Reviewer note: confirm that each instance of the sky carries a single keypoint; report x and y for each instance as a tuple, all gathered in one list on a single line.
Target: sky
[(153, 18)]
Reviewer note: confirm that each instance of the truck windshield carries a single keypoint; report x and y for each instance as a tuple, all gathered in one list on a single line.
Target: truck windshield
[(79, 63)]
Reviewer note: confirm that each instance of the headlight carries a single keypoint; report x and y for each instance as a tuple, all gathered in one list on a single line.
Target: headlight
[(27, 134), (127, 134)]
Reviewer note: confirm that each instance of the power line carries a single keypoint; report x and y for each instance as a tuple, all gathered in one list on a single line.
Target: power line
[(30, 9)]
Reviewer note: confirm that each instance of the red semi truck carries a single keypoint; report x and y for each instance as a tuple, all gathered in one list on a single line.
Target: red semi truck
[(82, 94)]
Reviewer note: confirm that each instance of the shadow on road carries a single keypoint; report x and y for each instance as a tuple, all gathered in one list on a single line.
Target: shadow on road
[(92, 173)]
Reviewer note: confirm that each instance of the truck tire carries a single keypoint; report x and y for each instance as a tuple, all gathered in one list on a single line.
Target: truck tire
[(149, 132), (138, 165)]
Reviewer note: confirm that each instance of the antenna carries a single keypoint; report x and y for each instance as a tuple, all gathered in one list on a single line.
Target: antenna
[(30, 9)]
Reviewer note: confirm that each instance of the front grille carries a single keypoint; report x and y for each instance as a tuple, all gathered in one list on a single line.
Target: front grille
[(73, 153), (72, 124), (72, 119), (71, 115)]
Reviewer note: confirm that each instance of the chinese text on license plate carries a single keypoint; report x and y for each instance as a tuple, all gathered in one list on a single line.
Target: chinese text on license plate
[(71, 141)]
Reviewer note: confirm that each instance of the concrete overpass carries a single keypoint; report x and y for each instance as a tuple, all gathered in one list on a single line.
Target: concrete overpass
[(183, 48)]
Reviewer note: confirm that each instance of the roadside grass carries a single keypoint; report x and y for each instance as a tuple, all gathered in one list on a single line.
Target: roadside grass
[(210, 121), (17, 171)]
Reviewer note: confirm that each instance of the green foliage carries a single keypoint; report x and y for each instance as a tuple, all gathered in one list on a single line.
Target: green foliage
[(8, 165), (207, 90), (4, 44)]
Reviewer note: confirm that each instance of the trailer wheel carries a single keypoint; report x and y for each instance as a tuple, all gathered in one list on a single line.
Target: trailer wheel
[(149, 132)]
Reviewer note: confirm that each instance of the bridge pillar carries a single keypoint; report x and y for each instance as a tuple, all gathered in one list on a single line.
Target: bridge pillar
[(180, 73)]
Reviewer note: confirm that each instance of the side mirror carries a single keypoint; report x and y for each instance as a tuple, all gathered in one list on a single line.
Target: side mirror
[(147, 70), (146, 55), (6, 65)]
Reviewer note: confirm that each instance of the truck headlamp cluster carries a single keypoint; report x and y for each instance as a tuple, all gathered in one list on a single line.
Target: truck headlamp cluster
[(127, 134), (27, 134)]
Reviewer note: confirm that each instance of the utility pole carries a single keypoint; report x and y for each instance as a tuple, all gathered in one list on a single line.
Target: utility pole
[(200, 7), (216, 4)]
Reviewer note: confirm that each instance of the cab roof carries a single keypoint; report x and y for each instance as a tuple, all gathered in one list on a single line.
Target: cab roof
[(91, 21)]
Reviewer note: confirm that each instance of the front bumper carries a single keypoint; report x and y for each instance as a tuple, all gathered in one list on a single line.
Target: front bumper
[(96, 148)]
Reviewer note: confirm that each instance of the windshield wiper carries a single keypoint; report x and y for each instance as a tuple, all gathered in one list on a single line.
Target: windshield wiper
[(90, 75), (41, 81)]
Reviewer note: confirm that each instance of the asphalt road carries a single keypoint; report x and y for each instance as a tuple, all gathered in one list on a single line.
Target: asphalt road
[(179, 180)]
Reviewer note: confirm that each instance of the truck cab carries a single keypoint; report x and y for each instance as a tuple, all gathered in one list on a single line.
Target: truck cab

_REQUEST_
Quote exactly what appears from the line containing "Reviewer note: confirm that each instance of the windshield" through the final line of the listing above, including both of those lines.

_RESPONSE TO THE EXERCISE_
Reviewer note: confirm that each instance of the windshield wiper carries a single keypoint; report x and y for each instance as a tuple, all gathered in one list on a single line.
Target: windshield wiper
[(90, 75), (41, 81)]
Reviewer note: confirm that each instance of the asphalt road carries a single keypoint; report x and y for each instance as a tuple, all gathered in one list on a single line.
Target: asphalt road
[(179, 180)]
Reviewer note: confirm that each instance of the truck cab carries a single keypoint; report x and y for each instance as a tuple, all gathered in one list on a single line.
Target: truck cab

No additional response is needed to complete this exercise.